I would like every entry below written out exactly.

=== Data shown ===

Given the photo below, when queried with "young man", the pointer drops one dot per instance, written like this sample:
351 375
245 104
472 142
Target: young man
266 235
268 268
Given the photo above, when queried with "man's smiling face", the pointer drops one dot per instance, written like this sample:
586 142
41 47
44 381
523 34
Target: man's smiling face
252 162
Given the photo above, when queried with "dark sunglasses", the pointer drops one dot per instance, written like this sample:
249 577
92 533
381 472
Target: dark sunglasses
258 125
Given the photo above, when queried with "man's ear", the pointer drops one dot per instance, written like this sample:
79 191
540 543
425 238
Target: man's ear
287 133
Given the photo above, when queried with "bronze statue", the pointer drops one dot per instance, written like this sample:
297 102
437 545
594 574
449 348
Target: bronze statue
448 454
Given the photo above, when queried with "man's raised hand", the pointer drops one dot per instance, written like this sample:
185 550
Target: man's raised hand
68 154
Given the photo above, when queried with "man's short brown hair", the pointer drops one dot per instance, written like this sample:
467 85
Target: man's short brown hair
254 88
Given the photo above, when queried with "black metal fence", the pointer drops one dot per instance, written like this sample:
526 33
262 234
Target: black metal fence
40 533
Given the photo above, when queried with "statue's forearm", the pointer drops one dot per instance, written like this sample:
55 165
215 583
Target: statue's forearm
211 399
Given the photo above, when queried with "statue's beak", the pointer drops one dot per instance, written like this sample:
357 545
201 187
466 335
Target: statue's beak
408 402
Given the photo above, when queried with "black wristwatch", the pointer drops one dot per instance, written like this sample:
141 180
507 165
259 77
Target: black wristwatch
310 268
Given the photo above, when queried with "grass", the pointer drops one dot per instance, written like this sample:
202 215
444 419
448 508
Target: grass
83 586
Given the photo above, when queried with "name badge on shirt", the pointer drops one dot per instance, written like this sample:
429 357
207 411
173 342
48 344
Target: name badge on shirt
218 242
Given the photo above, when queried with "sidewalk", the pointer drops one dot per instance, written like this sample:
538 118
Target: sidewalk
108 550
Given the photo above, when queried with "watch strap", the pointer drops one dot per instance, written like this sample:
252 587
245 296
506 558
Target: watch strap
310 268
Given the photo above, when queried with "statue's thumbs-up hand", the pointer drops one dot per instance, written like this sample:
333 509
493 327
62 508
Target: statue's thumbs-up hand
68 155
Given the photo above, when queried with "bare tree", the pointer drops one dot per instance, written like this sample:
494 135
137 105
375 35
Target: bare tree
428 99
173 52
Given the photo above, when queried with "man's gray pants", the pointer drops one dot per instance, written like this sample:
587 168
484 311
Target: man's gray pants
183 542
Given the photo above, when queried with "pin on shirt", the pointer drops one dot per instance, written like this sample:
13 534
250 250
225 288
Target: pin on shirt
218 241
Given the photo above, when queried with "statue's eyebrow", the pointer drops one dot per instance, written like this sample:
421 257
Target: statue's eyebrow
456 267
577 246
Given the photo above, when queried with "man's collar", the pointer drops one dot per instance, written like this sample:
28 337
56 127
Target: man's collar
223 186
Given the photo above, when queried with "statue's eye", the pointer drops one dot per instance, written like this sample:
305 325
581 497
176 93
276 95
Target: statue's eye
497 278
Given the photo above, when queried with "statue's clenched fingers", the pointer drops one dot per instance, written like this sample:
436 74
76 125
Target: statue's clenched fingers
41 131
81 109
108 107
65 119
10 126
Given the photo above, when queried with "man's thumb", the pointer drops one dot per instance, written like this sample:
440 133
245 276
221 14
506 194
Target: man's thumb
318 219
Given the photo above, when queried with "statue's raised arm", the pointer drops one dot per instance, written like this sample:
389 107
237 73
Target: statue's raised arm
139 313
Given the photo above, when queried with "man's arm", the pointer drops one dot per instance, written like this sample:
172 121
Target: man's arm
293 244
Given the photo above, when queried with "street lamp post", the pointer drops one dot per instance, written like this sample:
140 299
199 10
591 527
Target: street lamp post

===

→ Solution to this problem
Given the photo below, when queried with "young man", the pointer drops one dot per instance, written like this sample:
351 375
245 104
472 142
Target: young man
266 235
268 268
Given the photo above, when queried with "man's smiling face", the pointer drops one dot per instance, written like this sample:
586 142
41 47
44 381
523 34
Target: man's smiling face
252 162
Given the photo above, when queried with "dark sunglasses", the pointer drops one dot per instance, written like this sample:
249 577
92 533
381 472
Target: dark sunglasses
258 125
Given the photo above, when queried with "man's ear", the pointer drops one dot per instance, written like this sample:
79 191
540 543
425 238
Target: man's ear
287 133
Given the photo above, when queried with "bronze statue", the pointer drops one dot per instance, written like this sample:
297 102
437 545
594 574
449 348
Target: bronze statue
448 454
Given the photo above, when queried with "man's raised hand", the pointer drops one dot per instance, written like this sample:
185 550
Target: man's raised hand
68 154
Given the photo above, when queried with "man's short brown hair", the pointer drops one dot per instance, written like this sample:
467 85
Target: man's short brown hair
254 88
Given the photo above, when queried with "black metal fence", the pointer drops one dot per instance, written like this sample:
526 33
262 234
Target: black metal fence
40 533
Given the photo above, when queried with "statue's forearm", the pointer drops one dot per instance, written like this sample:
55 165
215 583
Target: statue's forearm
211 399
Given the photo above, when queried with "statue's beak", the pointer drops one dot per instance, written like this sample:
357 545
201 187
466 335
Target: statue's beak
408 402
Given the photo above, when queried with "black wristwatch", the pointer drops one dot per instance, written like this sample:
141 180
507 165
259 77
Target: black wristwatch
310 268
Given the photo above, when queried with "grass", the pointer drops one dot per instance, written like this sample:
202 215
444 419
448 508
Target: grass
83 586
Given the photo above, when queried with "name badge on shirt", the pointer drops one dot per instance, written like this sample:
429 357
207 411
173 342
48 344
Target: name badge on shirt
218 242
Given the photo above, when queried with "sidewalk", the pointer drops one dot per instance, written like this sample:
538 118
Target: sidewalk
108 550
Given the photo above, when queried with "watch strap", the pointer drops one dot per instance, written like this sample:
252 587
245 296
506 558
Target: watch strap
310 268
Given the photo above, when queried with "statue's thumbs-up hand", the pointer drops one dot per instance, written like this sample:
333 509
493 327
62 508
Target: statue's thumbs-up hand
68 155
Given the photo above, when queried with "bare tree", the pointer drops one dot per instance, written like this sample:
494 135
137 105
375 35
Target: bare tree
428 99
173 52
Given the photo above, when queried with "man's gray pants", the pointer drops one dot per instance, written like this sample:
587 168
484 311
Target: man's gray pants
183 542
Given the photo above, when queried with "pin on shirt", the pointer drops one dot per instance, written like this sample:
13 534
250 250
225 288
Target: pin on shirt
218 241
Given the photo above, when queried with "statue's eyebrow", the pointer drops one dot per instance, written like this sample:
421 257
Target: statue's eyebrow
456 267
577 246
Given the photo above, when queried with "man's collar", the pointer drops one dot per instance, written like this sample:
28 337
56 127
Target: man's collar
223 186
Given the photo above, when queried with "statue's eye", the pointer drops one dot per instance, written like this sample:
305 325
581 497
176 93
276 95
Target: statue's eye
497 278
Given the photo above, when queried with "statue's clenched fingers", the pointer drops one dot per instance, written like this sample:
436 74
76 125
Target: statue's clenched fingers
41 131
81 109
108 107
65 119
10 126
Given the photo above, when queried with "man's thumb", the pointer drops one dot per instance, written like this sample:
440 133
245 276
221 14
506 194
Target: man's thumb
318 219
Given the photo above, when queried with "statue's raised arm", the pointer drops one dot per instance, written like this sample:
389 107
237 73
Target: statue's raised arm
139 313
Given the photo above, when queried with "man's arm", the pointer drops one dot per instance, written like this sample:
172 121
Target: man's arm
293 244
Given the photo above, when queried with "street lamp post", the pointer drops one dot per instance, written like this sample:
140 299
199 10
591 527
Target: street lamp post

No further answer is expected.